◆ Texto citado
=======

PROVA DA OAB - XIII EXAME UNIFICADO - FGV -


Questões De Direito Penal E Processo Penal Corrigidas E Comentadas



Correção feita com base na PROVA TIPO 1 – COR BRANCA

QUESTÃO 59 – Paulo tinha inveja da prosperidade de Gustavo e, certo dia, resolveu quebrar o carro que este último havia acabado de comprar. Para tanto, assim que Gustavo estacionou o veículo e dele saiu, Paulo, munido de uma barra de ferro, foi correndo em direção ao bem para danificá-lo. Ao ver a cena, Gustavo colocou-se à frente do carro e acabou sendo atingido por um golpe da barra de ferro, vindo a falecer em decorrência de traumatismo craniano derivado da pancada. Sabe-se que Paulo não tinha a intenção de matar Gustavo e que este somente recebeu o golpe porque se colocou à frente do carro quando Paulo já estava com a barra de ferro no ar, em rápido movimento para atingir o veículo, que ficou intacto.

Com base no caso relatado, assinale a afirmativa correta.

 A) Paulo responderá por tentativa de dano em concurso formal com homicídio culposo.
ALTERNATIVA INCORRETA – A questão possui uma redação dúbia, tanto que as alternativas tentam induzir o tema concurso de crimes. Essa primeira alternativa traz como cerne o concurso formal de crimes que, em síntese, significa que o indivíduo com uma única ação produz dois ou mais resultados. No caso, a alternativa tenta passar a ideia que houve concurso entre o crime de dano e o homicídio.

O candidato deve estar atento para os dados do problema: primeiro a intenção de Paulo era tão somente danificar o carro de Gustavo; e segundo, pelo fato de Gustavo ter se colocado entre Paulo e o carro, o crime de dano não ficou evidente. De modo que não houve concurso de crimes.

Fazendo essa análise o candidato não só eliminaria essa alternativa como também as outras que fossem semelhantes.

B) Paulo responderá por homicídio doloso, tendo agido com dolo eventual.
ALTERNATIVA INCORRETA – O Problema frisou bem que “Paulo não tinha a intenção de matar Gustavo e que este somente recebeu o golpe porque se colocou à frente do carro quando Paulo já estava com a barra de ferro no ar”, isso deixa claro e de igual modo afasta completamente e invocação do dolo eventual no caso.

=======

◆ Material coletado

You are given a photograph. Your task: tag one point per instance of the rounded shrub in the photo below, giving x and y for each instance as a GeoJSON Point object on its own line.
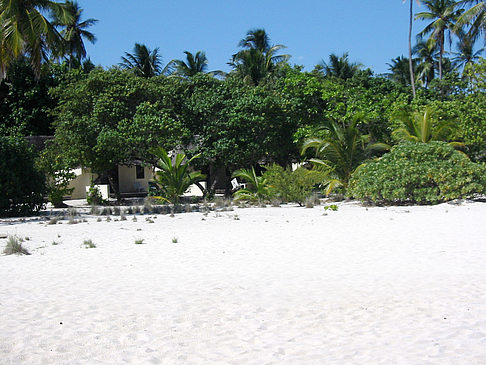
{"type": "Point", "coordinates": [418, 173]}
{"type": "Point", "coordinates": [22, 186]}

=======

De acordo com o comentário sobre a Questão 59, por que a alternativa A está incorreta? Responda em até três frases.

◆ Resposta escrita
A alternativa A está incorreta porque a intenção de Paulo era apenas danificar o carro de Gustavo. Além disso, como Gustavo se colocou entre Paulo e o carro, o crime de dano não ficou evidente. Por isso, não houve concurso de crimes.